Mom Gets a Makeover and the Kids Go Wild

momneedsamakeover

I’ve been noticing my Munchkins (ages 7 and 8) commenting on my attire. I don’t know why they are just now paying attention to what I’m wearing because with the exceptions of wedding, funerals, and disco parties, literally I have been wearing the same outfit since 2005.

“I know this, how?” you ask. “After all, you are aging and blonde…”

Yes, that’s an astute observation, but my daughters are obsessed with watching home videos of themselves as babies. It was cute at first. There was a lot of “oohing” and “ahhing” the first 50 times we watched them; but I must confess, I never thought I would tire of watching my love-buckets on the screen.

BUT GIVE IT A REST, ALREADY!

So back to my killer wardrobe: it consists of black (no other color) yoga pants, and a v-neck t-shirt in a rainbow of colors! A little splash of color never hurt anybody, right?! Then I top it off with running shoes which mock me daily because running is never performed in this footwear. Truth is, when I run I am barefoot, on the beach and sound asleep.

I also should mention, depending on the season, I add a zippered sports jacket with pockets to keep the chill off during the day especially when I keep the thermostat brisk while the kids are at school. I’d hate to have a hot flash and not be able to remove a layer! Plus, you need those pockets for you cell and a handful of Chex Party Mix.

 

chexpartymix(photo by Chex Party Mix)

Last weekend Munchkin #2 decided I needed a makeover.

“I don’t want to hurt your feelings, but Mom, you need a makeover,” she barfed out like I didn’t have an insecure bone in my body.

Don’t you love it when people say, “I don’t want to hurt your feelings, but…” and then finish with a hurtful comment, thinking it’s OK because they said they didn’t want to hurt you? If she weren’t my daughter, I would have kicked her in the knees.

We need to work on that lesson a little more, my child.

> [Actions to take]:
1. Summarize the makeover post in two sentences.
2. From the makeover post, extract the text from "Last weekend Munchkin" up to and including "more, my child.".

Entries from a point annotation set:
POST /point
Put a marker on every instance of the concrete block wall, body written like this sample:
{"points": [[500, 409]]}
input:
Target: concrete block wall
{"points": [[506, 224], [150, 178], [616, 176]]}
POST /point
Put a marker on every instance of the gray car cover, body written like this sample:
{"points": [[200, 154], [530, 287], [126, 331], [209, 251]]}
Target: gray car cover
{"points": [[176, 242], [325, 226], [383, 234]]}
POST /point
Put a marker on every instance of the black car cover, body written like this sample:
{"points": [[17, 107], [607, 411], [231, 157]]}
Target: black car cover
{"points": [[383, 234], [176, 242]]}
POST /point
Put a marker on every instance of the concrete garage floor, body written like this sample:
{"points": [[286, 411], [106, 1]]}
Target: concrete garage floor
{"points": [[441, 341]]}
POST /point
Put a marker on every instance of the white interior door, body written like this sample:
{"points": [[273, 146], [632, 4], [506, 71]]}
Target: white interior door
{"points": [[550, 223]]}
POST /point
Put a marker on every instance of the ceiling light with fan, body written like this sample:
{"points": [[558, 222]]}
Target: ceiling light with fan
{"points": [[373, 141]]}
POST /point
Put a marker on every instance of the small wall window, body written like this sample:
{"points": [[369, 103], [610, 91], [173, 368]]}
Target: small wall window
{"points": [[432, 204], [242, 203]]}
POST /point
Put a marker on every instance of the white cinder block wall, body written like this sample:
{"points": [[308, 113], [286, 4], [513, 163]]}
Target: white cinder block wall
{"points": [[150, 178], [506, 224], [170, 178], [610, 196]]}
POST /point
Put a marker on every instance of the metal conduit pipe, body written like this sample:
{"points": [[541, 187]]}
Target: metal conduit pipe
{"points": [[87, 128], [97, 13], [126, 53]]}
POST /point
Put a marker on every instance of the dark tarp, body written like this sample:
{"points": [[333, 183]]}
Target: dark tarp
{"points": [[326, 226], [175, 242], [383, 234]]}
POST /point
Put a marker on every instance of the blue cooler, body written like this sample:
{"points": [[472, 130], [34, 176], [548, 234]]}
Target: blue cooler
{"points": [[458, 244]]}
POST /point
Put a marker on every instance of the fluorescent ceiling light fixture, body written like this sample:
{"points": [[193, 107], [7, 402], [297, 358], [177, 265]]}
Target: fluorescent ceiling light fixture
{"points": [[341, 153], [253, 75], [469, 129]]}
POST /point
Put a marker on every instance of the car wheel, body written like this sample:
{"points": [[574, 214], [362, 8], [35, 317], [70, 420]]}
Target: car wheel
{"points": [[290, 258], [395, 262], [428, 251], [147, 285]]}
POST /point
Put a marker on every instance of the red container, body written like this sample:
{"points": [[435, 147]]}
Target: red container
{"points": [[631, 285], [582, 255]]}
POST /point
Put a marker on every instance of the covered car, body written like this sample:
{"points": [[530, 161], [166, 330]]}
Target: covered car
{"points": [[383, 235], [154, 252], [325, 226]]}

> [Answer set]:
1. The writer, a mother of daughters aged 7 and 8, has worn the same outfit of black yoga pants, a colored v-neck t-shirt and running shoes since 2005, sometimes adding a zippered sports jacket with pockets. Her daughters have started commenting on her clothes, and one told her she needed a makeover, opening with "I don't want to hurt your feelings," a remark the writer found hurtful.

2.
Last weekend Munchkin #2 decided I needed a makeover.

“I don’t want to hurt your feelings, but Mom, you need a makeover,” she barfed out like I didn’t have an insecure bone in my body.

Don’t you love it when people say, “I don’t want to hurt your feelings, but…” and then finish with a hurtful comment, thinking it’s OK because they said they didn’t want to hurt you? If she weren’t my daughter, I would have kicked her in the knees.

We need to work on that lesson a little more, my child.